**SUPPLIED MATERIAL:**
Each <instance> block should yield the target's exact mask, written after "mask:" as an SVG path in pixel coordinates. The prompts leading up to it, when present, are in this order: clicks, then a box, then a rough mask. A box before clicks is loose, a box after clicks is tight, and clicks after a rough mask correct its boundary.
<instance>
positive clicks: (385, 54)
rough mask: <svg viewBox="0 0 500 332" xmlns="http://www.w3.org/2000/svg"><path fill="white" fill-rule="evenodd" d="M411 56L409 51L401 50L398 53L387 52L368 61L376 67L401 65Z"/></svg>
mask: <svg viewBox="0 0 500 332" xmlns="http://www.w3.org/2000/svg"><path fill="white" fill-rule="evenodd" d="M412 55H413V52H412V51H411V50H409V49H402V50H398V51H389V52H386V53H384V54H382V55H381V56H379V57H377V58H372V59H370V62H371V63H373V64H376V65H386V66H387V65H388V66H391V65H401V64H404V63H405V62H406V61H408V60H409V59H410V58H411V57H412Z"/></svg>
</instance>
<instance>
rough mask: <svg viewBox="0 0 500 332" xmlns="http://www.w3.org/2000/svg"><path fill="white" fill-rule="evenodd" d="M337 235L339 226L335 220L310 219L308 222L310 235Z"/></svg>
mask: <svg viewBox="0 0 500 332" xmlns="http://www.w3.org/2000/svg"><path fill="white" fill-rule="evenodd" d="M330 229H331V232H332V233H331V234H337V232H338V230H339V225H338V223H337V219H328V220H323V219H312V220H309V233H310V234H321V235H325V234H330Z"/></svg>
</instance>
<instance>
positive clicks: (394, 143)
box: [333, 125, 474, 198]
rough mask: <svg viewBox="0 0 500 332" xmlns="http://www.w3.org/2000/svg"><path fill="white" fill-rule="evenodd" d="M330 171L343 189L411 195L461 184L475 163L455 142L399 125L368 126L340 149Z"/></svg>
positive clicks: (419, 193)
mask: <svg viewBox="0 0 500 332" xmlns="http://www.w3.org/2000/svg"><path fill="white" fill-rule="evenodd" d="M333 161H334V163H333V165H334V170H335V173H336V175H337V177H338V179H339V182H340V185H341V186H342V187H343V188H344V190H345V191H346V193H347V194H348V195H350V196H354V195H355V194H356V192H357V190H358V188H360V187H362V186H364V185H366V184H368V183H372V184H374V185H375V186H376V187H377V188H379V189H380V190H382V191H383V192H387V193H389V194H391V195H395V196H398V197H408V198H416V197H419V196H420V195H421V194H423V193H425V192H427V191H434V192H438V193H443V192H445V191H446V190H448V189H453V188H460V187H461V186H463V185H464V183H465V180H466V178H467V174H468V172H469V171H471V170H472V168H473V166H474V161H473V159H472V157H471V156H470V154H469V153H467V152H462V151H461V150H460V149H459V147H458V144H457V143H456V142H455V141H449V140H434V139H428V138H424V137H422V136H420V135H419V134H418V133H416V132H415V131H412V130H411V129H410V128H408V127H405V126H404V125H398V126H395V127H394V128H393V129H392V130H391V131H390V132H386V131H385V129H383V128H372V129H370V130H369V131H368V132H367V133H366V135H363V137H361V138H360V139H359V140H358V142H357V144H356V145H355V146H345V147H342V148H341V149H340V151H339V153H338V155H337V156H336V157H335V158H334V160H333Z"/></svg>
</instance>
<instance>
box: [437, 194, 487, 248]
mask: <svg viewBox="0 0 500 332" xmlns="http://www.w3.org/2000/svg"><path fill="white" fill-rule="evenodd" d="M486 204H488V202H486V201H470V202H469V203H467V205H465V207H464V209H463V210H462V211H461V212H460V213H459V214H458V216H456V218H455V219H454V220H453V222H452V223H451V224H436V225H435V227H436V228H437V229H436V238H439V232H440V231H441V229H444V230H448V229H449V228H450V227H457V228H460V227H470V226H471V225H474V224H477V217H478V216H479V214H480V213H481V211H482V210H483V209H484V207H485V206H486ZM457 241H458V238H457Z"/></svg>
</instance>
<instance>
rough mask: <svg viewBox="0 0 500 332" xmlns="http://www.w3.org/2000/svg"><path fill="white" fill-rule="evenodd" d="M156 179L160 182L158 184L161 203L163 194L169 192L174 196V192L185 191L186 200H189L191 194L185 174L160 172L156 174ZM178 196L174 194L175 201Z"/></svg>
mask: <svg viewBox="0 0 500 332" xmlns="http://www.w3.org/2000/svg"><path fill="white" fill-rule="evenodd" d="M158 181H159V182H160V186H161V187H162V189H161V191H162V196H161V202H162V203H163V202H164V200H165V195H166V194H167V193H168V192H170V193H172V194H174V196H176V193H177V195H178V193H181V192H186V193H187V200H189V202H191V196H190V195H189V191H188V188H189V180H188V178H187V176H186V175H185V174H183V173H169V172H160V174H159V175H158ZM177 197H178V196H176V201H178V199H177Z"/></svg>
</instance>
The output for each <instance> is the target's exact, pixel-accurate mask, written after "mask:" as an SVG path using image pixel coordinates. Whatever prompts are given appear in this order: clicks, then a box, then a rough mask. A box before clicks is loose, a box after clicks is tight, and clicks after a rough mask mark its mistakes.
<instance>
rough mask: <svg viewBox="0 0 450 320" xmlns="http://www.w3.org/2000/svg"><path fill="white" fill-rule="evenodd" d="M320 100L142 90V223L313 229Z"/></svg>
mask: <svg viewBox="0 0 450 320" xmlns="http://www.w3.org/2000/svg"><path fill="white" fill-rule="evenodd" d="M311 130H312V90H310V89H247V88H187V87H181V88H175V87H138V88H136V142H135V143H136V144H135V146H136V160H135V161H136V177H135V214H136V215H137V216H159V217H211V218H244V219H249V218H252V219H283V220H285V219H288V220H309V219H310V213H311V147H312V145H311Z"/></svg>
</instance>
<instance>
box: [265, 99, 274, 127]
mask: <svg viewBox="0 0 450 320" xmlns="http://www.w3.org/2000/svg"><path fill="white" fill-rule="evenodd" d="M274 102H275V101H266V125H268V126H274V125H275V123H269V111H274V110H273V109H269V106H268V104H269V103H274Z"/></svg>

**YOUR ASSIGNMENT:** In the listing above, copy out the stretch from the line containing "171L343 189L411 195L461" through the line containing "positive clicks: (419, 193)", including both of those lines, and nothing else.

**OUTPUT BELOW:**
rough mask: <svg viewBox="0 0 500 332" xmlns="http://www.w3.org/2000/svg"><path fill="white" fill-rule="evenodd" d="M330 171L343 189L411 195L461 184L475 163L455 142L399 125L368 126L340 149Z"/></svg>
positive clicks: (419, 193)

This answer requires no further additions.